**DATA SHOWN**
==============================
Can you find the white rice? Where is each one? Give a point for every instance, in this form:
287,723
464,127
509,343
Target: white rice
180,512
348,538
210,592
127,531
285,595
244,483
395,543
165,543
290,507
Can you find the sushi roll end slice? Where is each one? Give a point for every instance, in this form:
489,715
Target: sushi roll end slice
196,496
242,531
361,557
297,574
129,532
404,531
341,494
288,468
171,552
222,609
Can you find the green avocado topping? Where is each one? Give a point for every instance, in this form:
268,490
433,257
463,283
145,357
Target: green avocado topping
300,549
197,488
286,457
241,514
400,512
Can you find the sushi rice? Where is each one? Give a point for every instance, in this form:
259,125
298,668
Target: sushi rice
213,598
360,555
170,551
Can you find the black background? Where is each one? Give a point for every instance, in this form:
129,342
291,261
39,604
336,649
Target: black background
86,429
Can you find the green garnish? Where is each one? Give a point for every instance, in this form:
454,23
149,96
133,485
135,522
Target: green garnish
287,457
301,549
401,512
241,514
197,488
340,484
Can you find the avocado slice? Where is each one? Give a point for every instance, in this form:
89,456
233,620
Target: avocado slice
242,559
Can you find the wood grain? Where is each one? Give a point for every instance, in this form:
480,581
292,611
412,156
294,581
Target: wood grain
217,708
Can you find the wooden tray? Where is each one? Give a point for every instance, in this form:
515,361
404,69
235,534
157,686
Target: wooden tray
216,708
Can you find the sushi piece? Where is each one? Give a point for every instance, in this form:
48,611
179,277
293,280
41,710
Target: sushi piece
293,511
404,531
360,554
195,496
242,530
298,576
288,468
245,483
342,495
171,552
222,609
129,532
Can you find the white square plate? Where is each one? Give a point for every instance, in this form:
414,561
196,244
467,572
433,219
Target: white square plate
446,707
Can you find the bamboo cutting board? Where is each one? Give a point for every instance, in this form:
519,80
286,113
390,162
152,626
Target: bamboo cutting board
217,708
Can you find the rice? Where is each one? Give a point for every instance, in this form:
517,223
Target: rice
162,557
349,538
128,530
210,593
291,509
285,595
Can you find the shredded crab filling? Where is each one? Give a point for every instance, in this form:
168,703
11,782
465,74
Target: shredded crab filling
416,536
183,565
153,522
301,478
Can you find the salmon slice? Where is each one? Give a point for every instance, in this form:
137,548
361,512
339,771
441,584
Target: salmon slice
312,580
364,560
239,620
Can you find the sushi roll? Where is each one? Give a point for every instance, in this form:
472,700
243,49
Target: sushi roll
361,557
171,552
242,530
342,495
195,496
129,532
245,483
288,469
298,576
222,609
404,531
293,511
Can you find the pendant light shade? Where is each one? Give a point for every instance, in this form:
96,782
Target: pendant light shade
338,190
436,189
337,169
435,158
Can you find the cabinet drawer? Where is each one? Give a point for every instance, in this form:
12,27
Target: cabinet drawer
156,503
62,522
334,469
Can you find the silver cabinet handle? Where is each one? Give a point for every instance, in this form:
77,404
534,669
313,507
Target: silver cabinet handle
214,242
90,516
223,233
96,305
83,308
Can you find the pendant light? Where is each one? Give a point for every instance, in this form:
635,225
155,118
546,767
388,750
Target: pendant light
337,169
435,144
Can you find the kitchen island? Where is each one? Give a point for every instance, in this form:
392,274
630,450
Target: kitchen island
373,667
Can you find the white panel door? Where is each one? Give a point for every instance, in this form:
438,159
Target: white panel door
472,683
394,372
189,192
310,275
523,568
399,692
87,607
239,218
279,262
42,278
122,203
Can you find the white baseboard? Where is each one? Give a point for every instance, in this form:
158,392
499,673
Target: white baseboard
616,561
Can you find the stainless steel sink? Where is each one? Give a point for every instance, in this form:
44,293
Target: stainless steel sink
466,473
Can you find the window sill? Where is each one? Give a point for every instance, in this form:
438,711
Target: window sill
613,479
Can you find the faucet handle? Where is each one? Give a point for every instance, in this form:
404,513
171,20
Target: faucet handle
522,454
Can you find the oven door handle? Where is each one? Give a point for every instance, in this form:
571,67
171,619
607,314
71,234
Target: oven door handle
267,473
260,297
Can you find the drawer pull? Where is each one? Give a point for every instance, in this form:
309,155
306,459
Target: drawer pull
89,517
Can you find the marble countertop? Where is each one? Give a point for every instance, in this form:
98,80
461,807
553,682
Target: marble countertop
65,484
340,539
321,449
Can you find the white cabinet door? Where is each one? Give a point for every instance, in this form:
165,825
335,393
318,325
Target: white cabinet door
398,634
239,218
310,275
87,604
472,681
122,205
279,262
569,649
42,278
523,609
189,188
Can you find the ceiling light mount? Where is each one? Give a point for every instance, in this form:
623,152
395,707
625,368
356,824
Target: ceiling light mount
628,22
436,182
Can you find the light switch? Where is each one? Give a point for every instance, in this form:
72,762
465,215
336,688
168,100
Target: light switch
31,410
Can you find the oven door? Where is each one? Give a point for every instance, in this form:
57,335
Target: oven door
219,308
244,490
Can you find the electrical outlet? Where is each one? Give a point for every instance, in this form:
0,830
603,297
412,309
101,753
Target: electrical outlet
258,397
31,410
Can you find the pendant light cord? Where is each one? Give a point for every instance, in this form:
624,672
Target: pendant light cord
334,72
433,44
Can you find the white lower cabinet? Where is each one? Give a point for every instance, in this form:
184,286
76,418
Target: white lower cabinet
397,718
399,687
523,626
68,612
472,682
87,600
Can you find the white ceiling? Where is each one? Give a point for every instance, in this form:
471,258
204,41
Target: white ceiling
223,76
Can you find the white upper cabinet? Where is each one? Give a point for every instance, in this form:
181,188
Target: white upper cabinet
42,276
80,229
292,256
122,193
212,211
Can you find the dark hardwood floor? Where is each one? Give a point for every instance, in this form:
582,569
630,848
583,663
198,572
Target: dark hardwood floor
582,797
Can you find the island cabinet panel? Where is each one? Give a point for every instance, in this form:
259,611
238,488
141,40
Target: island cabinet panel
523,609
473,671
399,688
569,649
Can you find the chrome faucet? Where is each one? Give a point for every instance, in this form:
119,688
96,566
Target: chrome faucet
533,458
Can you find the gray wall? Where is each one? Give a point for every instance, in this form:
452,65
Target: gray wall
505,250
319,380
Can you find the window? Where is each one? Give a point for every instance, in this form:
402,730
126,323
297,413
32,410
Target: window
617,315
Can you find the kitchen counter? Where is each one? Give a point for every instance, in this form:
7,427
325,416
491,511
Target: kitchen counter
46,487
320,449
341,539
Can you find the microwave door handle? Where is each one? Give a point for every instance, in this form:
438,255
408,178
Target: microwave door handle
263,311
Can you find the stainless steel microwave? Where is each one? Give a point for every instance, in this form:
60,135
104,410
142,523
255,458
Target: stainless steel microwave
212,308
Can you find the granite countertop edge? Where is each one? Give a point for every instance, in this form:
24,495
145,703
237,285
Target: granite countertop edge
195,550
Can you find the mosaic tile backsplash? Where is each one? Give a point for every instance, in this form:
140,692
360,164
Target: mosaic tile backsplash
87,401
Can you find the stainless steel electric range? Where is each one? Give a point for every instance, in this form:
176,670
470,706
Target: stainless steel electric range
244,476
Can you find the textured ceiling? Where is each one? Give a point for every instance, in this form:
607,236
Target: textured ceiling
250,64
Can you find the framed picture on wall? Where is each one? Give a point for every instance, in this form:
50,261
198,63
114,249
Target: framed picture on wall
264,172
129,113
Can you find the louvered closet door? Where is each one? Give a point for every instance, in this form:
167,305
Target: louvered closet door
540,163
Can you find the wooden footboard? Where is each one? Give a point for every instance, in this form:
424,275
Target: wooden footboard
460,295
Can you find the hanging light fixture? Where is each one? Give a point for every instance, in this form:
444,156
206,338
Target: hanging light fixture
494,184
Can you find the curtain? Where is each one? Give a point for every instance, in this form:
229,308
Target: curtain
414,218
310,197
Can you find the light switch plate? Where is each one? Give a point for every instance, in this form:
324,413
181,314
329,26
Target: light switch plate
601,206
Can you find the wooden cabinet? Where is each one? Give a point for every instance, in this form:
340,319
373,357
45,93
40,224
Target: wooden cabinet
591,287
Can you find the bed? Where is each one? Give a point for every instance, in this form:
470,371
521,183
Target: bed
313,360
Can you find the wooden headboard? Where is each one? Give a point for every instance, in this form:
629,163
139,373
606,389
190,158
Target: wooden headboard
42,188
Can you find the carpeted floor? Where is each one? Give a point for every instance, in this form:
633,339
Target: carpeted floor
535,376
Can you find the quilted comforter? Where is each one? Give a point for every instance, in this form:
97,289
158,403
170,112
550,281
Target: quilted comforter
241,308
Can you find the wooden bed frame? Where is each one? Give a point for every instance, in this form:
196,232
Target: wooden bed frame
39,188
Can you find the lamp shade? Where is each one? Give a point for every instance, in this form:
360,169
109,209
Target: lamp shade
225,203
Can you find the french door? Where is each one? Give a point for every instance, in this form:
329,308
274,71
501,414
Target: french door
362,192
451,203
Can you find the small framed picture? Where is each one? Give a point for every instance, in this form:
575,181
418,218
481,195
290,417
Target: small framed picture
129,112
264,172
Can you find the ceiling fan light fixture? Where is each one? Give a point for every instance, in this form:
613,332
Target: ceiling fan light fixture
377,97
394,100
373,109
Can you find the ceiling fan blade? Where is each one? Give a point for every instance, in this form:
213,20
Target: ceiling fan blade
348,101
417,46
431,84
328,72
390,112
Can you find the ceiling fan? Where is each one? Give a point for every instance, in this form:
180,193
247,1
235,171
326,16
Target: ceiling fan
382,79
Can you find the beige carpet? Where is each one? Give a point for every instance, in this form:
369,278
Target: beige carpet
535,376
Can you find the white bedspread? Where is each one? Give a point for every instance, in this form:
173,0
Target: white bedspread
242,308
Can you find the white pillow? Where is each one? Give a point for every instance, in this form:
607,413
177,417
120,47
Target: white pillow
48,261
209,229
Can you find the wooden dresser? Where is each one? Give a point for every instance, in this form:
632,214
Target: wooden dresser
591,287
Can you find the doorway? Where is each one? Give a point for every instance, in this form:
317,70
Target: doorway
==============================
Quote, without any change, each line from the one that contains "Can you find the beige" through the end of the material.

Can you find the beige carpet? Where is each one? Give a point for every instance, in this form:
369,278
Target: beige carpet
535,376
Can you find the white bedspread? Where is each one? Give a point for every instance, in this form:
173,0
Target: white bedspread
242,308
Can you find the white pillow? Where is each one? Give a point for every instance, in this form:
607,413
177,417
120,47
Target: white pillow
48,261
209,229
Can you find the wooden dresser? Where is each one? Give a point for every instance, in this form:
632,214
Target: wooden dresser
591,287
Can you find the doorway? Where is each one? Give a point for every instance, in this form:
317,70
Target: doorway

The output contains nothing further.